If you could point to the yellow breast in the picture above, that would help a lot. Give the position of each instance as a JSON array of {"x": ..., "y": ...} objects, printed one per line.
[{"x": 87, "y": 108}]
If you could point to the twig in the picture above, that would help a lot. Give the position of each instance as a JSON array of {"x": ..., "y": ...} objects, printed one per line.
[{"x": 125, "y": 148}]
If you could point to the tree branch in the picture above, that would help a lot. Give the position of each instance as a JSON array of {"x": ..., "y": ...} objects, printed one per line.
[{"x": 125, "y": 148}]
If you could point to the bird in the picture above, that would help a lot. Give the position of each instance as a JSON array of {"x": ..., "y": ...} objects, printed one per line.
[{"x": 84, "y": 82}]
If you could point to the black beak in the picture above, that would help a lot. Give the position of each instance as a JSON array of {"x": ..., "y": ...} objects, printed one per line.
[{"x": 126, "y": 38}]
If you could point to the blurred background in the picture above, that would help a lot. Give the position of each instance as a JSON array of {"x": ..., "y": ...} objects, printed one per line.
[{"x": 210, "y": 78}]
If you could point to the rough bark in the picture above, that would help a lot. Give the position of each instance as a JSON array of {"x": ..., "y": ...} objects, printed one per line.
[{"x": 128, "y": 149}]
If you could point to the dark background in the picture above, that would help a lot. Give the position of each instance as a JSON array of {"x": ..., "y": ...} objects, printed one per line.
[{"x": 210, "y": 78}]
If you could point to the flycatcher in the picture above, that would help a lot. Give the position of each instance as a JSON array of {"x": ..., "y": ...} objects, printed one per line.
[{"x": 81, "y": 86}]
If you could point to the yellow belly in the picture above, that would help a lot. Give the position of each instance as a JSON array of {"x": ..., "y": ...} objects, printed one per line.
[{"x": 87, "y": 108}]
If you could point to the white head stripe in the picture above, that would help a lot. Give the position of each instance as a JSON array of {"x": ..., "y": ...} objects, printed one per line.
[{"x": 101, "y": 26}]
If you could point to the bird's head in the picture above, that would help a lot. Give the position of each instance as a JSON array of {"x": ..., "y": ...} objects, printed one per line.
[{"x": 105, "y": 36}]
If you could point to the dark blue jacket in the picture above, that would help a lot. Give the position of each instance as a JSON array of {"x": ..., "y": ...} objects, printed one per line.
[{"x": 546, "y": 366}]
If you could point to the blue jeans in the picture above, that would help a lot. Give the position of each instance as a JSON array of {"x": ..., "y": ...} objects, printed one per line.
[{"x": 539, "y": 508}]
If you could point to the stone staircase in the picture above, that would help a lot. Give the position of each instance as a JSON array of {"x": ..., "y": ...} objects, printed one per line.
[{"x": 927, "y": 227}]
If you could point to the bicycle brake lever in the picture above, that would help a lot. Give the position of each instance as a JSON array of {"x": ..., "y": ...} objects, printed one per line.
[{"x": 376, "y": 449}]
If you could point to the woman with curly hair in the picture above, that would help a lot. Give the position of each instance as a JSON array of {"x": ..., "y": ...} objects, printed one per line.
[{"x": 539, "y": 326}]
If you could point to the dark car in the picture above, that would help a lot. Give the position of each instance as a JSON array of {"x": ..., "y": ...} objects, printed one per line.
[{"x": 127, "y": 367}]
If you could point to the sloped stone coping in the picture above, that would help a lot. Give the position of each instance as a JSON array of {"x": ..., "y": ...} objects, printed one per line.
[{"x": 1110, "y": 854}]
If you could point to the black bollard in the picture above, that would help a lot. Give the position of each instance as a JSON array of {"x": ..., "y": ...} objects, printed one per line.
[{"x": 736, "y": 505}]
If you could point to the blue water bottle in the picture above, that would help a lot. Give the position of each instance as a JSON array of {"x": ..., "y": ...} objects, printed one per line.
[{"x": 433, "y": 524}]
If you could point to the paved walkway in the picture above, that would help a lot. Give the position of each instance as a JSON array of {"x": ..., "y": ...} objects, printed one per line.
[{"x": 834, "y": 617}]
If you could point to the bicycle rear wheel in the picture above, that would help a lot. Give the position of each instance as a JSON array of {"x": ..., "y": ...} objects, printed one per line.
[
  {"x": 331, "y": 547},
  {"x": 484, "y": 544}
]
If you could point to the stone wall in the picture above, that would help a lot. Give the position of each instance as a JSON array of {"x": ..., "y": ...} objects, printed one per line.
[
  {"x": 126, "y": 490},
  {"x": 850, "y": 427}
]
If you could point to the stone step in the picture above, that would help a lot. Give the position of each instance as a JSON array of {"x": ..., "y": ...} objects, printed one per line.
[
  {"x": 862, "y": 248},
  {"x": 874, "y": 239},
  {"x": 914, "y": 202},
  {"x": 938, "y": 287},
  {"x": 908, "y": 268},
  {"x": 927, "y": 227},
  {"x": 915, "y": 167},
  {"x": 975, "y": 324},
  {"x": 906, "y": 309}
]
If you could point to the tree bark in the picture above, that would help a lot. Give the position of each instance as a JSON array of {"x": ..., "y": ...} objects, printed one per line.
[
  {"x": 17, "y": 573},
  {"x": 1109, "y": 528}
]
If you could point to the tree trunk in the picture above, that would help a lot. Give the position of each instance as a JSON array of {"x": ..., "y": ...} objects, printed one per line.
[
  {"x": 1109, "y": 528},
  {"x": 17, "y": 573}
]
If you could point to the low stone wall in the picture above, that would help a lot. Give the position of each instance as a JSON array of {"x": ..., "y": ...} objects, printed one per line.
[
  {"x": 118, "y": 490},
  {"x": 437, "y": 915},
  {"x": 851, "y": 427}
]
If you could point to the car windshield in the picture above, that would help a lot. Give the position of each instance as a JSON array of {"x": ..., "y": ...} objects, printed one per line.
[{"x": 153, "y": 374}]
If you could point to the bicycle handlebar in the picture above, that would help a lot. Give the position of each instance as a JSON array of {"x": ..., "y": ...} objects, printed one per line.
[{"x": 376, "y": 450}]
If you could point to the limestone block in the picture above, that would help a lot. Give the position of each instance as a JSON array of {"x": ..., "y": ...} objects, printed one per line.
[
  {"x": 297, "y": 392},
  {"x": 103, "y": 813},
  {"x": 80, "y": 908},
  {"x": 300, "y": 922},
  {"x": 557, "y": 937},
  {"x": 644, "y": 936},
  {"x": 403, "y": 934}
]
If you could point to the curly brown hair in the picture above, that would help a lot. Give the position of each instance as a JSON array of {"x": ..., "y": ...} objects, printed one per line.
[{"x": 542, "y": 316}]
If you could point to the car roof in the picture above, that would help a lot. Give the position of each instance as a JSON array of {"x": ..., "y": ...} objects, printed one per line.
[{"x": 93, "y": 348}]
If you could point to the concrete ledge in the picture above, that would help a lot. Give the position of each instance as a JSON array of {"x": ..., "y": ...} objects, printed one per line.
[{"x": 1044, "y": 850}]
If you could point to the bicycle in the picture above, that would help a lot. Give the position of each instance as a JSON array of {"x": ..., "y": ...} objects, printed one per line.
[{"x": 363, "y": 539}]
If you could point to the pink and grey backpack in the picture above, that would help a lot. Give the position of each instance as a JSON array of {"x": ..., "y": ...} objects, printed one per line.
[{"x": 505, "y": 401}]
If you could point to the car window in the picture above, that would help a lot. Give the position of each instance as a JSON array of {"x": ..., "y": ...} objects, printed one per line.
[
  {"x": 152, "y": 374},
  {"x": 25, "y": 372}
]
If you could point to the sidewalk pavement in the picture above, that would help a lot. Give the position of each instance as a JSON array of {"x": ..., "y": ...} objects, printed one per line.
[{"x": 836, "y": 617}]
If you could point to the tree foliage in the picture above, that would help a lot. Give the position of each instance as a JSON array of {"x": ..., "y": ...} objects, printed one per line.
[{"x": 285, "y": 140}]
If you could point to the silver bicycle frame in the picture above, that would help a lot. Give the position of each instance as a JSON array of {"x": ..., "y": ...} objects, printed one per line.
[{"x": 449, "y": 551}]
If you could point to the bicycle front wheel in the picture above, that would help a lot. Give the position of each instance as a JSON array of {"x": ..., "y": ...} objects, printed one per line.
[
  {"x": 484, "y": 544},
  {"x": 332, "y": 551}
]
※ ※ ※
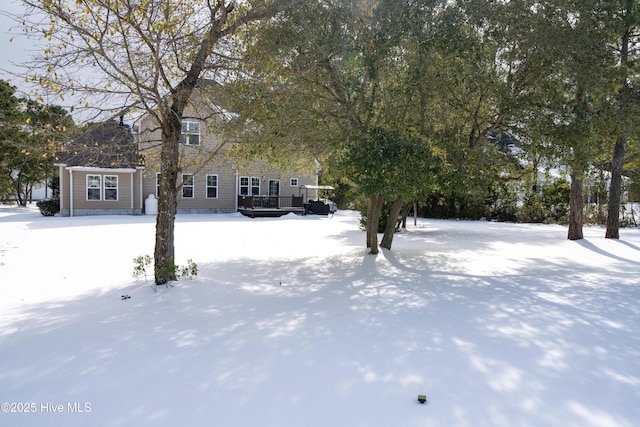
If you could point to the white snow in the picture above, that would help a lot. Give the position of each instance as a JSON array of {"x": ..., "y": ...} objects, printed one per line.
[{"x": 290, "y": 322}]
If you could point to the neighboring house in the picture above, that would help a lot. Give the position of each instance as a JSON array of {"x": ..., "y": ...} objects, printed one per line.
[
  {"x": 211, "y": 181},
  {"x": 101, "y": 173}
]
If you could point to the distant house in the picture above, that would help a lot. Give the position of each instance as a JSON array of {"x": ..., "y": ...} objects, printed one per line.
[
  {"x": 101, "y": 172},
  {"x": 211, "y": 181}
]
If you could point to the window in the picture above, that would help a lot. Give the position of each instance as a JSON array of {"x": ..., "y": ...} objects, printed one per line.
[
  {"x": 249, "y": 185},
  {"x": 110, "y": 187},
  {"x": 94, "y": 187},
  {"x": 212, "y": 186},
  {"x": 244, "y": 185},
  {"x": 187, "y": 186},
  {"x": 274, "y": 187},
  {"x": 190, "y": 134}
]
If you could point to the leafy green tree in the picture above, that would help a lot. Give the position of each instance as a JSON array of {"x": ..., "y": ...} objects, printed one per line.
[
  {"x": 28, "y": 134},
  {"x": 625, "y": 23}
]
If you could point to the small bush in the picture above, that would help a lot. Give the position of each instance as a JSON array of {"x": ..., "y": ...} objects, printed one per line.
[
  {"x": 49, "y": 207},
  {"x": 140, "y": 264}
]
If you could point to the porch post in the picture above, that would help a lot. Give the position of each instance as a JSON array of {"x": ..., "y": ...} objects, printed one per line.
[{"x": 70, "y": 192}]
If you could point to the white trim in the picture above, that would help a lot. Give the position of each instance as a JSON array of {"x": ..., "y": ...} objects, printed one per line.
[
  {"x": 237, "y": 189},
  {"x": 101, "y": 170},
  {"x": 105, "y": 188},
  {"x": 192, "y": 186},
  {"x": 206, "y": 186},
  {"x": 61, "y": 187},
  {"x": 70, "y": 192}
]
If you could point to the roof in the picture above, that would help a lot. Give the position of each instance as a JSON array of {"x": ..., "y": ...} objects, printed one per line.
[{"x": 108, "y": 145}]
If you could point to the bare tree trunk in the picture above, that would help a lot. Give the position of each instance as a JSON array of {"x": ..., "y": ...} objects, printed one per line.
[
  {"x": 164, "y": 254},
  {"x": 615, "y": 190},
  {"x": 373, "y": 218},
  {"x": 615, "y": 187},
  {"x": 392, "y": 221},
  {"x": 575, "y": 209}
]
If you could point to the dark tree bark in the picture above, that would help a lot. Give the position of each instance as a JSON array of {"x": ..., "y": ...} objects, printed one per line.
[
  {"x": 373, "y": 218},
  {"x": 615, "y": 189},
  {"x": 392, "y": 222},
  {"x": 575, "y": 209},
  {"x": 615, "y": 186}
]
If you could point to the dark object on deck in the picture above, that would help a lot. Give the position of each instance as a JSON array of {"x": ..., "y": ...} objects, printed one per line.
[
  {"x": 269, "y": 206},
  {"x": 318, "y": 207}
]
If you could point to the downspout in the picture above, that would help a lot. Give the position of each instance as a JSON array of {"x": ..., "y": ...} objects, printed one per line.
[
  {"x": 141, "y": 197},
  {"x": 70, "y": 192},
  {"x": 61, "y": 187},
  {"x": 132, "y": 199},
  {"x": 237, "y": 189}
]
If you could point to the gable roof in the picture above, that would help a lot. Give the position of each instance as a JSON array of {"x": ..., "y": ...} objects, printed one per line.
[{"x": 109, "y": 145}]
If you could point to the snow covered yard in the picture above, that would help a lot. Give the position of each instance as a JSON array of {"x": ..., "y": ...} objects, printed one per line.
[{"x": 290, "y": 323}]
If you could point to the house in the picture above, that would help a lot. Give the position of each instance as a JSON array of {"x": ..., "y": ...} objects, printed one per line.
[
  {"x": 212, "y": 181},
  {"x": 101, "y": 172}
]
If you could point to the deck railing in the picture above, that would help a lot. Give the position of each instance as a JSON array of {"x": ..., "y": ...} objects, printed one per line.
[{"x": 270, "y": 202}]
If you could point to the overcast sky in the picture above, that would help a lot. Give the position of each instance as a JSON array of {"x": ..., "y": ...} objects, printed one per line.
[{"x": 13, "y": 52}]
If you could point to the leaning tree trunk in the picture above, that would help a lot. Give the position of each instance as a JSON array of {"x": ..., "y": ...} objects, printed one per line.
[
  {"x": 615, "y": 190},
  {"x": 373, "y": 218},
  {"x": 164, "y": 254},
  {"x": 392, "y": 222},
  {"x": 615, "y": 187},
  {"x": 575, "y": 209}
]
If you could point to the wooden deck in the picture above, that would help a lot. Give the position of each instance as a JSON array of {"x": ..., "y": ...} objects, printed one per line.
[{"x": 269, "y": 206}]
※ ※ ※
Exercise requirements: Collect every line of the records above that contains the word "wall" and list them unchanged.

Result for this exercise:
If you could point to the stone wall in the picture above, that would help a lot. Give the position of each instance as a JSON array of {"x": ..., "y": ...} objects, printed one per line.
If you could point to the low stone wall in the picture above, that would help a lot. Give the position of each instance as a JSON array of {"x": ..., "y": ...} objects, printed one per line.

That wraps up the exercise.